What you will do: Revise the rows from the line with "sand ridge visible." to the line with "[0,140,600,399]", swapping every "bounding box" for "enclosing rectangle" and keeping all else unchanged. Return only those lines.

··········

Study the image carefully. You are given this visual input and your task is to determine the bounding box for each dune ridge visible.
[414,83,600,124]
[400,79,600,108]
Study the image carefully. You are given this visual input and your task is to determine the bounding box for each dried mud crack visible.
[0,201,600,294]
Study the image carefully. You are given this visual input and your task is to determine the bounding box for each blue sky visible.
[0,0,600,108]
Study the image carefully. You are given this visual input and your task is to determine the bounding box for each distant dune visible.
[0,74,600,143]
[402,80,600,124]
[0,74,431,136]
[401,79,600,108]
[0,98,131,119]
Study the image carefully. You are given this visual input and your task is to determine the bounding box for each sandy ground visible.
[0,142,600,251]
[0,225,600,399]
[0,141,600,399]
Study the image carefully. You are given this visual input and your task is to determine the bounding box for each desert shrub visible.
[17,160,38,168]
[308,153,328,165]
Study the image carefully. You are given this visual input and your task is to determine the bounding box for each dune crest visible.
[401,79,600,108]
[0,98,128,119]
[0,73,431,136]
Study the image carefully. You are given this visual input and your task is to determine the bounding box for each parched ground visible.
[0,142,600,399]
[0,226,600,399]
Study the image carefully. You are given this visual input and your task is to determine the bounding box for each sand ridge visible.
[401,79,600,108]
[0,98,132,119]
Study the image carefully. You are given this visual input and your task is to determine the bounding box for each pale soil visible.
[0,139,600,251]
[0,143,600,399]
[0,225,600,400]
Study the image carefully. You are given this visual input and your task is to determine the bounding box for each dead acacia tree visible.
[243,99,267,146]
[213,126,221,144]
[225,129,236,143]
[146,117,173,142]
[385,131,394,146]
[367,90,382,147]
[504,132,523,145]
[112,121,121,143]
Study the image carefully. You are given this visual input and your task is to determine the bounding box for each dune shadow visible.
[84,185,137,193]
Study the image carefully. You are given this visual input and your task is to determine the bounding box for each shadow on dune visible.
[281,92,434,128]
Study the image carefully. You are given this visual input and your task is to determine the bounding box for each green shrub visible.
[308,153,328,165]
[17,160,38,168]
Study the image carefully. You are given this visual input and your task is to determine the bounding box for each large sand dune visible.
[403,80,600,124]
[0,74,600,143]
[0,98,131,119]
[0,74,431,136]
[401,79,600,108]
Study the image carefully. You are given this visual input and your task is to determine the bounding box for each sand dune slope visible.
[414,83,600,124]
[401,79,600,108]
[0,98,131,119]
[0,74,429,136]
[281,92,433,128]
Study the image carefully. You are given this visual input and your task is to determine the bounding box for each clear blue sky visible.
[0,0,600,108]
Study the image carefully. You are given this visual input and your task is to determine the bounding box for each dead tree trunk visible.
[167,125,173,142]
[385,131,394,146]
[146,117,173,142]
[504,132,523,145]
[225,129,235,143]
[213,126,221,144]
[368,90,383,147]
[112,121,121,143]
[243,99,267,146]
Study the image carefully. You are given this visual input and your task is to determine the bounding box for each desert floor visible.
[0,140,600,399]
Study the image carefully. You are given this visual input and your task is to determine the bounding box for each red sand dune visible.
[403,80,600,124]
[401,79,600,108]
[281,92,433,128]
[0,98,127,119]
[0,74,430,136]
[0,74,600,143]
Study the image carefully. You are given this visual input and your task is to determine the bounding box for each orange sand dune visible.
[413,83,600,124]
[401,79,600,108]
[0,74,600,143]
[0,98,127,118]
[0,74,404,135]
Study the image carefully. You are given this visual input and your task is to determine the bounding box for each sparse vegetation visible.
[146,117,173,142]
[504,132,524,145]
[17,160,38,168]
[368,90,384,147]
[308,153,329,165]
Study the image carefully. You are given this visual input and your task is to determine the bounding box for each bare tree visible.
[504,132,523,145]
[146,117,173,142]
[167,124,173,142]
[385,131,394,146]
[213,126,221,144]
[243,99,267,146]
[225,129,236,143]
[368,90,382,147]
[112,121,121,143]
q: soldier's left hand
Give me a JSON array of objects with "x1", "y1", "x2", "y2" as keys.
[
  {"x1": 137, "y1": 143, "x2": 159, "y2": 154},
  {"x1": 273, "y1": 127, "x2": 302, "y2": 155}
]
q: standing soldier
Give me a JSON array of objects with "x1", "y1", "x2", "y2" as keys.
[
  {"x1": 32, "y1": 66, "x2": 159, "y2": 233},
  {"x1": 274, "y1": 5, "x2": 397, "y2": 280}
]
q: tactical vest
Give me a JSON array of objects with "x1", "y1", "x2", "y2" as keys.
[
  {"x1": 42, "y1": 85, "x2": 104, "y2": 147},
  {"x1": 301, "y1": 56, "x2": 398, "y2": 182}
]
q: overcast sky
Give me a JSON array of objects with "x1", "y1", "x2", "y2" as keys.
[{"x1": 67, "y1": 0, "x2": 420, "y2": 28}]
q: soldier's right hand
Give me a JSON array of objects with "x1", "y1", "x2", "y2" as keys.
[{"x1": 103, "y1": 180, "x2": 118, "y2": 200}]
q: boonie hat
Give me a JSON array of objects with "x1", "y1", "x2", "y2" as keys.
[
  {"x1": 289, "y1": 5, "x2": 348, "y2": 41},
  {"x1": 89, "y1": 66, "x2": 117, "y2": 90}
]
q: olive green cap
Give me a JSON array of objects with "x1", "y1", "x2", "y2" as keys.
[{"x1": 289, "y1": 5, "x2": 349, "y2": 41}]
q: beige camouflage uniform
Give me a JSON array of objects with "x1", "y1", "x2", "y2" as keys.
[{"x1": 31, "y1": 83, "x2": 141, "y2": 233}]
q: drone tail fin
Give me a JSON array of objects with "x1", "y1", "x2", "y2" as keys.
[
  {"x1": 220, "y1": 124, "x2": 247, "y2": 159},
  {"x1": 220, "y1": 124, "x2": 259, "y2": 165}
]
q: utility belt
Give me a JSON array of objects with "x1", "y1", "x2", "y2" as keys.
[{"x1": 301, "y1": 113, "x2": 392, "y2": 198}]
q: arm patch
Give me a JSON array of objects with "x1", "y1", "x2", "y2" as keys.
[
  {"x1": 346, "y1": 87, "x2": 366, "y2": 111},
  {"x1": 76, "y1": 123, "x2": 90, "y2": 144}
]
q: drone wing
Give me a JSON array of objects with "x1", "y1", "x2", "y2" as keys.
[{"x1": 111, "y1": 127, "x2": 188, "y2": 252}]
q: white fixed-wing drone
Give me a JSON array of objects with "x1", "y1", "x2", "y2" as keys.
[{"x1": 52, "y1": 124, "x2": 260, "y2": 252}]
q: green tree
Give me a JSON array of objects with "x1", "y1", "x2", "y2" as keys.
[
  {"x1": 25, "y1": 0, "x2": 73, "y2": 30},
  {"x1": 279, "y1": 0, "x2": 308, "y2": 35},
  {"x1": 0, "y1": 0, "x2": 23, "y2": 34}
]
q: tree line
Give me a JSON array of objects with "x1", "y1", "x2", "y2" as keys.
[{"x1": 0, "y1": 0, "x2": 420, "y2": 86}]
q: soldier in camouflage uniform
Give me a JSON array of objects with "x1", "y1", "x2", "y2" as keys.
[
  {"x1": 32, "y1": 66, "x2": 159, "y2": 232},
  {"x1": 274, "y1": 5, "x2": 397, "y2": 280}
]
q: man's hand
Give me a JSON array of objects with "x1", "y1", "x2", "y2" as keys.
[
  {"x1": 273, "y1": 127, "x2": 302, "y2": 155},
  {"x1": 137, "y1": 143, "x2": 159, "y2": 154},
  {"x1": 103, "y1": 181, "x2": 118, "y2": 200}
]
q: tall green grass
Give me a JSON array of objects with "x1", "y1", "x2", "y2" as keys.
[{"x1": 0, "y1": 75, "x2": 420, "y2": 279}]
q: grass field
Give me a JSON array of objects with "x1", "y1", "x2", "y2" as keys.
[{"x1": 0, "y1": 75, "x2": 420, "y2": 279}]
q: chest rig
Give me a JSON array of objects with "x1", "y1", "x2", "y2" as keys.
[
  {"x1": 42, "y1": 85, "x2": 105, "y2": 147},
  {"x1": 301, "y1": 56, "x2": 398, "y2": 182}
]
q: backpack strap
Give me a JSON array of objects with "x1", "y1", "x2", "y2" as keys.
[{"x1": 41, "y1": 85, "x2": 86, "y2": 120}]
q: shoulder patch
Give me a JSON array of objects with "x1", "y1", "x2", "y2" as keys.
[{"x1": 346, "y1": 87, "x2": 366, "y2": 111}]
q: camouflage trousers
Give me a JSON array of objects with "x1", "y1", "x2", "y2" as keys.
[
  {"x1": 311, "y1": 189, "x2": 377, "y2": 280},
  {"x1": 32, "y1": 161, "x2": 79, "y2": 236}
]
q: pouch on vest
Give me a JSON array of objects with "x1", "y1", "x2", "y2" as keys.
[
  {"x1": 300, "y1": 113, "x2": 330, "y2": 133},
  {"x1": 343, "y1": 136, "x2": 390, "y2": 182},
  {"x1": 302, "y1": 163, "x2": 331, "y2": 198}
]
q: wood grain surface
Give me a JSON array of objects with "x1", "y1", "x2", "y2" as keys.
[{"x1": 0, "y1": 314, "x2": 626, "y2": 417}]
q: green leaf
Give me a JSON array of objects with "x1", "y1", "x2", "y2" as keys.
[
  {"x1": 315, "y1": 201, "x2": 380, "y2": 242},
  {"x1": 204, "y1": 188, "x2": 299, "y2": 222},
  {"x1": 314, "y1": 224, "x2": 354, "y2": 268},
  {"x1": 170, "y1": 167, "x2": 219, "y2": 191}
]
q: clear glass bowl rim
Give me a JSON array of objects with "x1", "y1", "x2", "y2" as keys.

··········

Task output:
Study the image carefully. You are given this visual input and your task is to determine the enclosing rectangle for each sand ridge visible.
[401,79,600,108]
[0,98,132,119]
Study the image carefully. You are given this visual input and your task is to determine the enclosing rectangle for each pale soil visible.
[0,139,600,251]
[0,143,600,399]
[0,225,600,400]
Study the image carefully. You are given this visual input and your task is to determine the enclosing rectangle for each dead acacia tree visible.
[243,99,267,146]
[213,126,221,144]
[225,129,236,143]
[146,117,173,142]
[385,131,394,146]
[367,90,382,147]
[504,132,523,145]
[112,121,121,143]
Study the image carefully. You are given this visual input and your task is to determine the enclosing rectangle for each dune shadow visible.
[84,185,137,193]
Study the image carefully. You are given this visual input and your task is to determine the enclosing rectangle for each shadow on dune visible.
[281,92,434,128]
Study the image carefully. You are given this visual input and your task is to determine the enclosing rectangle for each green shrub visible.
[308,153,328,165]
[17,160,38,168]
Study the image carefully. You are given this visual input and your task is to determine the enclosing rectangle for each large sand dune visible.
[403,80,600,124]
[0,74,600,143]
[0,98,131,119]
[0,74,431,136]
[401,79,600,108]
Study the image carefully. You are given this visual input and your task is to determine the enclosing rectangle for each sand dune slope visible.
[414,83,600,124]
[401,79,600,108]
[0,98,131,119]
[0,74,429,136]
[281,92,433,128]
Study the image carefully. You are given this visual input and your task is to determine the enclosing rectangle for each clear blue sky visible.
[0,0,600,108]
Study the image carefully. You are given this visual input and your task is to determine the enclosing rectangle for each dead tree trunk visible.
[167,125,173,142]
[385,131,394,146]
[146,117,173,142]
[504,132,523,145]
[225,129,235,143]
[213,126,221,144]
[368,90,383,147]
[112,121,121,143]
[243,99,267,146]
Study the image carefully. You are given this visual input and your task is to determine the enclosing rectangle for each desert floor visible.
[0,140,600,399]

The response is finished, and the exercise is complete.